DOCUMENT EXTRACT -
====================
IAAA (I Am An Actuary) and, although I do Property & Casualty instead of Health insurance, I just want to set a few things straight.
While some have said that traditionally insurance is based around spreading risk over groups, that still holds currently, even when some are denied coverage. It's just that the risk is spread over a portfolio of similar people. This is the ideal way to set up insurance for companies because by being able to select the cheaper people to insure and putting them all in a portfolio together, they can sell them insurance at a much lower price than someone who has a broad portfolio and charges everyone the same.
For example, if you just get a life insurance policy that requires practically no info, you'll get a lousy policy since there might be a lot of smokers, morbidly obese people, cancer patients, and so forth in the portfolio so of course premiums will be high. However, if you go through a medical check, answer lots of questions, and are found to be very healthy, you'll get a good rate.
====================
WHAT THIS EXERCISE ASKS -
a – Duplicate the part of the actuary's comment that begins at the words "While some have" and stops after "a good rate.".
b – List the kinds of people that the actuary's comment says might be in a life insurance portfolio and cause high premiums.
c – Answer these questions from the actuary's comment:
(i) In which line of insurance does the author work?
(ii) Over what is risk spread when some people are denied coverage?
(iii) What kind of policy produces a lousy life insurance policy?
The data that come after this have no connection to the actuary's comment.

LISTED RECORDS -
====================
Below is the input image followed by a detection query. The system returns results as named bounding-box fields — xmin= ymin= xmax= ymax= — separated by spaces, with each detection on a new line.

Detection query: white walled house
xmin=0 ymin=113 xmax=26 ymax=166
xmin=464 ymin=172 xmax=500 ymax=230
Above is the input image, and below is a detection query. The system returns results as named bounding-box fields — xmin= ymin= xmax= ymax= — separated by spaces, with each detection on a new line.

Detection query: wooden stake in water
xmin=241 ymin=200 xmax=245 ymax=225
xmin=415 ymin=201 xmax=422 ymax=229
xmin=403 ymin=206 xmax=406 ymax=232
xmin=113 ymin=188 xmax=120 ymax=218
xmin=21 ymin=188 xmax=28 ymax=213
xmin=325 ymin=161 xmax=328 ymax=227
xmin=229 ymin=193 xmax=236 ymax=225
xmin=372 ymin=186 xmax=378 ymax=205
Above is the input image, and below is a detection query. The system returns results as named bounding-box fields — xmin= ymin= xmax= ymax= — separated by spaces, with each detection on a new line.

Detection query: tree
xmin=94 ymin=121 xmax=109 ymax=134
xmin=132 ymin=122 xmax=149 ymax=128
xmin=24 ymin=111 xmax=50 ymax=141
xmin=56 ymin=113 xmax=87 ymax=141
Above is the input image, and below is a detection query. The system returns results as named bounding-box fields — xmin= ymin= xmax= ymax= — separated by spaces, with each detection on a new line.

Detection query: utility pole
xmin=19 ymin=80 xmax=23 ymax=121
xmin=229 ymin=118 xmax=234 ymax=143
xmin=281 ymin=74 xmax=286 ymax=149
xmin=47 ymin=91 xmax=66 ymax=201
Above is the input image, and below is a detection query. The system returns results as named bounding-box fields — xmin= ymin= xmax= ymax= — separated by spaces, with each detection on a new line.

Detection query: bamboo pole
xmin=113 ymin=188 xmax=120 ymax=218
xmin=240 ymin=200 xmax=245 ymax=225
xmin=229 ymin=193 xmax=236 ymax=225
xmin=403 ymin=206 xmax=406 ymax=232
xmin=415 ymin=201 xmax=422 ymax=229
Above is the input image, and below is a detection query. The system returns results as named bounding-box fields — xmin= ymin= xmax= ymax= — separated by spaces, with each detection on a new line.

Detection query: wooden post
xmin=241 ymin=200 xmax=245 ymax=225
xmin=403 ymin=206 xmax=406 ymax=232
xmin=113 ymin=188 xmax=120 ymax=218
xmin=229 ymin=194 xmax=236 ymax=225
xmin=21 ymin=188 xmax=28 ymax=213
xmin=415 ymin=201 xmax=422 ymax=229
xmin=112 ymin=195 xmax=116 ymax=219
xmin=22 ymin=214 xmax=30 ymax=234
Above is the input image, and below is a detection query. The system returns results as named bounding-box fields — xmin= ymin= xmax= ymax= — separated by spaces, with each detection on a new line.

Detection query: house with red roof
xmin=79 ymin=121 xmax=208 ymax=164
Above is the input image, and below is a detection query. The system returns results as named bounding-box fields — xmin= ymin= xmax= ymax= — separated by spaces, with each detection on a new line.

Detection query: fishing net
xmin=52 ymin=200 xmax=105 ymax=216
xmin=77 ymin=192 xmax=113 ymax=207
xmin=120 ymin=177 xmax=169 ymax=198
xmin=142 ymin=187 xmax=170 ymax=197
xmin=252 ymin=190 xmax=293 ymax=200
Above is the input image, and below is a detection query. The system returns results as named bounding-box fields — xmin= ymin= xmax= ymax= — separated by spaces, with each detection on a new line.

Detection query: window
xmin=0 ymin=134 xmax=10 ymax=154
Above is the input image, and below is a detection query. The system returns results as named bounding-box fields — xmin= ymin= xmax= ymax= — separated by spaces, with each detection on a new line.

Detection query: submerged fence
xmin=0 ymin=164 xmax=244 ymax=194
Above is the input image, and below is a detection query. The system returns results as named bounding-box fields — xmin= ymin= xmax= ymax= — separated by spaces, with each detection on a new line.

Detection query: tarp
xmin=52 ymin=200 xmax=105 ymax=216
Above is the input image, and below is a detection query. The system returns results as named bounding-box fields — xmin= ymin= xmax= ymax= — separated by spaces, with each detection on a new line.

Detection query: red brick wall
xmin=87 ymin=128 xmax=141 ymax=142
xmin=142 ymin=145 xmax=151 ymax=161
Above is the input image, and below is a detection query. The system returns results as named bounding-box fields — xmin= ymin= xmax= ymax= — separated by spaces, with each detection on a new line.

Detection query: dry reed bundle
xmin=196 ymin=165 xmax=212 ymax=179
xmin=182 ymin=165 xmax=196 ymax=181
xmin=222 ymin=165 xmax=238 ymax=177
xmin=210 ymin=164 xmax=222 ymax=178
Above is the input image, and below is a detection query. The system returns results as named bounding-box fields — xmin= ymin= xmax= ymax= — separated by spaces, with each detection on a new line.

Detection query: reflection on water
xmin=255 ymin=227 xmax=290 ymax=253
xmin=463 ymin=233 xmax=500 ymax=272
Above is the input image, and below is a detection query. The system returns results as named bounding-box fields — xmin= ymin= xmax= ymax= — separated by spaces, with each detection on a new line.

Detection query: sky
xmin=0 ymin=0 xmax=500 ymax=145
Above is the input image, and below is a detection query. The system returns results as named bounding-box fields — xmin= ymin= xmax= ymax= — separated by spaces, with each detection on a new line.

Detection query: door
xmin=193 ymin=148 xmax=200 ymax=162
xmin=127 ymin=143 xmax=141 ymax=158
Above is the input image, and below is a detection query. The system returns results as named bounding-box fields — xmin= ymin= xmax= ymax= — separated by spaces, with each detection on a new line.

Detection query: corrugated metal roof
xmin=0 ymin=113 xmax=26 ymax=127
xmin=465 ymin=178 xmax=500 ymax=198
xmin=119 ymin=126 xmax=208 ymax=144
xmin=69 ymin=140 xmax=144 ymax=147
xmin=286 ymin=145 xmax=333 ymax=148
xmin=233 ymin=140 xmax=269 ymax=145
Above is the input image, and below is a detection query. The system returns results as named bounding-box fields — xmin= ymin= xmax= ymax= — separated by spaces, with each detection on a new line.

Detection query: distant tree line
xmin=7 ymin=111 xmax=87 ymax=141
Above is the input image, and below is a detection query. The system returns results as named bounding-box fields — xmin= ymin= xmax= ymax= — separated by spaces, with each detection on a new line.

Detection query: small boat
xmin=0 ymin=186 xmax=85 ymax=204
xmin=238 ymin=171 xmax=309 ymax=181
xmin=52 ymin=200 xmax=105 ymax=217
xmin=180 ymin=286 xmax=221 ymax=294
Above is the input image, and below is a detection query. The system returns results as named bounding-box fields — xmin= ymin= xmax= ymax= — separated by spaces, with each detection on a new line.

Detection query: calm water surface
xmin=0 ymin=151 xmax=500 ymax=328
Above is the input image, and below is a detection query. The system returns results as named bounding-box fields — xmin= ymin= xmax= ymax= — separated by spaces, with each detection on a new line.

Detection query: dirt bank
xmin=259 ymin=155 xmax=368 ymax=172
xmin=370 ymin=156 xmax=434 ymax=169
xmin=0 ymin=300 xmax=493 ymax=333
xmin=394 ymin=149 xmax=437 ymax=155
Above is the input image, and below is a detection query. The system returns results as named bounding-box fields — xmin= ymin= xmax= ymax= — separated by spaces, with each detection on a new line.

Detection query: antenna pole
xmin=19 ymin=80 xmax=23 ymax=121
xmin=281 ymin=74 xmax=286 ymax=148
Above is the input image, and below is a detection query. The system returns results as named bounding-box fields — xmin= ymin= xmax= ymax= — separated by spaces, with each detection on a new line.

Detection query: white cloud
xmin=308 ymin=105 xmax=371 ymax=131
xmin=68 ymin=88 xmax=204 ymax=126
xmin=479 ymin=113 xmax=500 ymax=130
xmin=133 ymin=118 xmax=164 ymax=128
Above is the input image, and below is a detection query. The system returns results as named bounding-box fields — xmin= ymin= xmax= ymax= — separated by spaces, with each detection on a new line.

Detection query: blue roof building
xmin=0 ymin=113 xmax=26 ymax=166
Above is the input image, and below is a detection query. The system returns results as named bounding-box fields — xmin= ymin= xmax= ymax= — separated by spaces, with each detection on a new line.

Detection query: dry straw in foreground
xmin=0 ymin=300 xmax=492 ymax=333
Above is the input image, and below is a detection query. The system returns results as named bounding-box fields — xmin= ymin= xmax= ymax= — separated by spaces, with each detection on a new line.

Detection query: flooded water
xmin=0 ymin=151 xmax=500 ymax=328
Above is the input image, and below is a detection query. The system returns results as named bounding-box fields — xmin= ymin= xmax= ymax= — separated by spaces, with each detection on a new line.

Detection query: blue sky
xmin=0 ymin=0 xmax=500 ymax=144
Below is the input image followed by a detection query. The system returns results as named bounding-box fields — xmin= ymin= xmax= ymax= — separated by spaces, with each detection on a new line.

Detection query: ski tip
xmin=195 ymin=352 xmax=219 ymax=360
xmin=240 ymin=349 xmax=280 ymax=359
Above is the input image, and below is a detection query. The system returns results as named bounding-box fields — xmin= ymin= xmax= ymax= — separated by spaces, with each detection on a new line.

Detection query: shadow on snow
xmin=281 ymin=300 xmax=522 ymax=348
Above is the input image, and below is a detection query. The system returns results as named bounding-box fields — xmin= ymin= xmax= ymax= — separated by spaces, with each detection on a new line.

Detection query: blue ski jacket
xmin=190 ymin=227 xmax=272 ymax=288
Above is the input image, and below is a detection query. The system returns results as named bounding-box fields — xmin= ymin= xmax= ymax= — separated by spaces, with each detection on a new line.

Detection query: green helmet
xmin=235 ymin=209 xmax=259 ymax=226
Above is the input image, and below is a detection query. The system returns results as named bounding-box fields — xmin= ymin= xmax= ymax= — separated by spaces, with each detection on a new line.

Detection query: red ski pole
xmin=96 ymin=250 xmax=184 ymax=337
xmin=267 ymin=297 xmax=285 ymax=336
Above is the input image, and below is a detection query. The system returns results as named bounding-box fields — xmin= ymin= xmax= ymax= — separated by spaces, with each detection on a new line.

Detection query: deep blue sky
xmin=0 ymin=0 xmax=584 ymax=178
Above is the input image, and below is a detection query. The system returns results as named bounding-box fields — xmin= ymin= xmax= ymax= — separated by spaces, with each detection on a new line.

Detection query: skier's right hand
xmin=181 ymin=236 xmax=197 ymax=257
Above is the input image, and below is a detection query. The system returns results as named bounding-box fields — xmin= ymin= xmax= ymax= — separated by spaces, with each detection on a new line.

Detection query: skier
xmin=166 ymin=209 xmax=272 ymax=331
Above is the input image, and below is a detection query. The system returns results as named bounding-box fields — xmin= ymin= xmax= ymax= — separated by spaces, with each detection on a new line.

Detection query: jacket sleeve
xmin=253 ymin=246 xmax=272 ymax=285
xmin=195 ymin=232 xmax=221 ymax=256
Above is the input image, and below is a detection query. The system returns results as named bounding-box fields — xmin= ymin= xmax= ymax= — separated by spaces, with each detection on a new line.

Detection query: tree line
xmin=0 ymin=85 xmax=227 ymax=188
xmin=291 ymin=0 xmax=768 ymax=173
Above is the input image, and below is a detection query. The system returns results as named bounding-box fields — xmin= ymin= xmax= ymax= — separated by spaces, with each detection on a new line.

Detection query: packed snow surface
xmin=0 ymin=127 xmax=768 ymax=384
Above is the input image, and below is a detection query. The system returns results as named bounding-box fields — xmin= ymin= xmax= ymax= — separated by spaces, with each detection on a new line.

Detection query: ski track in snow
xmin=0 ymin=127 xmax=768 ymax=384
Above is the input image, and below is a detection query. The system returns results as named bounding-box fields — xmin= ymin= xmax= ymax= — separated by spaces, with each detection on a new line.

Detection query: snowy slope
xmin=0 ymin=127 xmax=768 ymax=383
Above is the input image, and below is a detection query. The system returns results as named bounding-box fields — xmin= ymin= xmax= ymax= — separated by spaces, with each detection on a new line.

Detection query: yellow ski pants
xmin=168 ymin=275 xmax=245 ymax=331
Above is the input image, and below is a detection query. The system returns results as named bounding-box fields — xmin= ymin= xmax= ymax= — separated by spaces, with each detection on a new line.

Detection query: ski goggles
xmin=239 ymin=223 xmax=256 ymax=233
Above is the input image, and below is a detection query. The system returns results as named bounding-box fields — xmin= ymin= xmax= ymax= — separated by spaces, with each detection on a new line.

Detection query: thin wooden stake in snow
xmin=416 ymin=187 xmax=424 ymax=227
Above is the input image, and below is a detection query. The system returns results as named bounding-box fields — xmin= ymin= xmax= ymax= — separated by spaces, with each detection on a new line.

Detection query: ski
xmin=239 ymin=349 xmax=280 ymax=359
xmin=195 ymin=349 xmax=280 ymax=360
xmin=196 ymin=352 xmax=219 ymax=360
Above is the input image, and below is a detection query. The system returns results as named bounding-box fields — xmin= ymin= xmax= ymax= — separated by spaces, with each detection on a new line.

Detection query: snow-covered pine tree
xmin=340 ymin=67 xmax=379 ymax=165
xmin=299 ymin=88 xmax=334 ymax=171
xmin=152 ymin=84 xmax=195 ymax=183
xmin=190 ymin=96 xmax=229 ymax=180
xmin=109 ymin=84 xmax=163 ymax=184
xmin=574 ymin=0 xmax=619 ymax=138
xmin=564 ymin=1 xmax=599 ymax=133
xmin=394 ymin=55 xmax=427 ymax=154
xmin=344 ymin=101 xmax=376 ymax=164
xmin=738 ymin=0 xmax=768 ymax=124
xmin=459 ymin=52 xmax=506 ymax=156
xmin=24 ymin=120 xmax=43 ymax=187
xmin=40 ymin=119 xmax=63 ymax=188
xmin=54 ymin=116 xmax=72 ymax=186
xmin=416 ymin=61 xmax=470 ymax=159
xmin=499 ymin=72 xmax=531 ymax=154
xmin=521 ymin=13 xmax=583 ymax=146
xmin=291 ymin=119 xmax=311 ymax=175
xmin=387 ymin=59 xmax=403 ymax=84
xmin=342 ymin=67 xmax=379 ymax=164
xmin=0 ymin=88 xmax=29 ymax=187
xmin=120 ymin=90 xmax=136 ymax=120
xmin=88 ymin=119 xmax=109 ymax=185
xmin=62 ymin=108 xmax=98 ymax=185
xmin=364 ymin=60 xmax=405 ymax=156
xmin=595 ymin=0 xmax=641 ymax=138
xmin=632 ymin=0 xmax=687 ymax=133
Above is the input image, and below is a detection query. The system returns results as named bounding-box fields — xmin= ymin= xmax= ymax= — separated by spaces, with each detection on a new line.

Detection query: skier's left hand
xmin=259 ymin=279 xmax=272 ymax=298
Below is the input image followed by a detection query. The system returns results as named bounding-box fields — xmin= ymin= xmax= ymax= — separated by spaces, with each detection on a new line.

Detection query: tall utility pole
====================
RESPONSES TO THE EXERCISE -
a –
While some have said that traditionally insurance is based around spreading risk over groups, that still holds currently, even when some are denied coverage. It's just that the risk is spread over a portfolio of similar people. This is the ideal way to set up insurance for companies because by being able to select the cheaper people to insure and putting them all in a portfolio together, they can sell them insurance at a much lower price than someone who has a broad portfolio and charges everyone the same.
For example, if you just get a life insurance policy that requires practically no info, you'll get a lousy policy since there might be a lot of smokers, morbidly obese people, cancer patients, and so forth in the portfolio so of course premiums will be high. However, if you go through a medical check, answer lots of questions, and are found to be very healthy, you'll get a good rate.

b –
smokers
morbidly obese people
cancer patients

c –
(i) Property & Casualty
(ii) A portfolio of similar people
(iii) A life insurance policy that requires practically no info